#### TEXT SEGMENT

Despite the fact that I have never used calculus, matrix math or even statistics in my own programming, I can see the justification for requiring each of these. My calculus classes have given me a insight into how lots of things are calculated like area under a curve and integrations. It is easier to understand how 3D graphics works if you know matrix mathematics. It is easier to understand how encryption and security works if you understand probability. I can’t say that statistics have helped me as a programmer, but I am so glad that I took a class in statistics, because it makes me generally more knowledgeable about how to evaluate any study that I read. My statistics class taught me to pay attention to sample sizes, how the sampling was done to get a representative sample, and how questions are asked.
Nonetheless, I also know that a person can have a fine career as a professional programmer, without knowing much math. As someone who got a BA and MA in history, but never took a single computer science class, my experience as a computer programmer shows that there are multiple paths to learning how to code. Having studied 5 foreign languages and having learned some linguistics gives me a much greater appreciation for how computer science languages are constructed. It is hard for me to say whether having studied Latin helped me learn C, but I know that they required similar thought processes when learning both of them, since they are both logical languages with complex grammar rules.
The other major question that has to be asked after reading Chet et al. (2020) is why is there such a large gender gap in the computer science field if language skills are more important than math for learning how to code. Only 18% of computer science majors in the US are women, but there are generally more women than men with majors in English and foreign languages.
In a way, it is good news that language ability is more important than math for learning to code, since a larger percentage of the population have strong language skills and women generally do well in language abilities compared to men. However, it makes the gender imbalance in computer programming even more difficult to explain, if math skills aren’t the limiting factor in becoming a programmer.
I’m not sure how much to trust this study, since it was based on 36 people learning Python over 10 sessions of 45 minutes. There isn’t much mathematical reasoning involved in learning to program in Python. It helps to understand Boolean logic and bitwise operators if you have studied math, but I can’t say that math skills are that essential when learning basic programming.
Where I think studying math helps is the kind of logical reasoning that you have to use when figuring out how to solve coding problems. Math also helps when you are trying to figure out how to optimize something, like deciding which search algorithm is better. Few programmers, however, do the kind of work where much math is required. Only a couple times have I needed to use math in my own programming, and they only required using algebra which I learned my freshman year in high school.

########

- WORK TO DO:
a) Answer the following questions about the passage on math and programming:
(i) What percentage of computer science majors in the US are women?
(ii) How many people took part in the study the writer questions?
(iii) Which two languages does the writer say required similar thought processes to learn?
b) Rewrite the passage on math and programming between "I’m not sure" and "in high school.", inclusive, swapping in "JavaScript" for "Python" at each occurrence.
The data that follows comes from a separate source.

#### RECORD EXTRACTS

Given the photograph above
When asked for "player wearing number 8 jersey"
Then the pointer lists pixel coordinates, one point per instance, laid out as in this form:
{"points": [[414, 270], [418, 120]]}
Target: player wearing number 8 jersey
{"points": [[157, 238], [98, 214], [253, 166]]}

########

- THE ANSWERS:
a)
(i) 18%
(ii) 36
(iii) Latin and C

b)
I’m not sure how much to trust this study, since it was based on 36 people learning JavaScript over 10 sessions of 45 minutes. There isn’t much mathematical reasoning involved in learning to program in JavaScript. It helps to understand Boolean logic and bitwise operators if you have studied math, but I can’t say that math skills are that essential when learning basic programming.
Where I think studying math helps is the kind of logical reasoning that you have to use when figuring out how to solve coding problems. Math also helps when you are trying to figure out how to optimize something, like deciding which search algorithm is better. Few programmers, however, do the kind of work where much math is required. Only a couple times have I needed to use math in my own programming, and they only required using algebra which I learned my freshman year in high school.